=== Begin Enclosure ===

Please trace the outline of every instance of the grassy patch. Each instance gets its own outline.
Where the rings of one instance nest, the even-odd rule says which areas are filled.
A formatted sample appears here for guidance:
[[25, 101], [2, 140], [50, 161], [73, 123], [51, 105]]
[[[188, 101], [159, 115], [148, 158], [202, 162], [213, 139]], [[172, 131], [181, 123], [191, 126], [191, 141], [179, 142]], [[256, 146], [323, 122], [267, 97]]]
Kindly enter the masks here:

=== End Enclosure ===

### Exercise goal
With nothing left out, transcribe the records above exactly.

### Answer for the task
Please trace the outline of every instance of the grassy patch. Each instance gets its own outline.
Where the rings of one instance nest, the even-odd rule says which areas are filled.
A formatted sample appears here for guidance:
[[25, 101], [2, 140], [50, 161], [73, 123], [51, 105]]
[[[188, 101], [159, 115], [148, 158], [202, 162], [213, 139]], [[172, 131], [181, 123], [191, 126], [191, 141], [179, 142]], [[256, 146], [323, 122], [267, 97]]]
Kindly enter the masks here:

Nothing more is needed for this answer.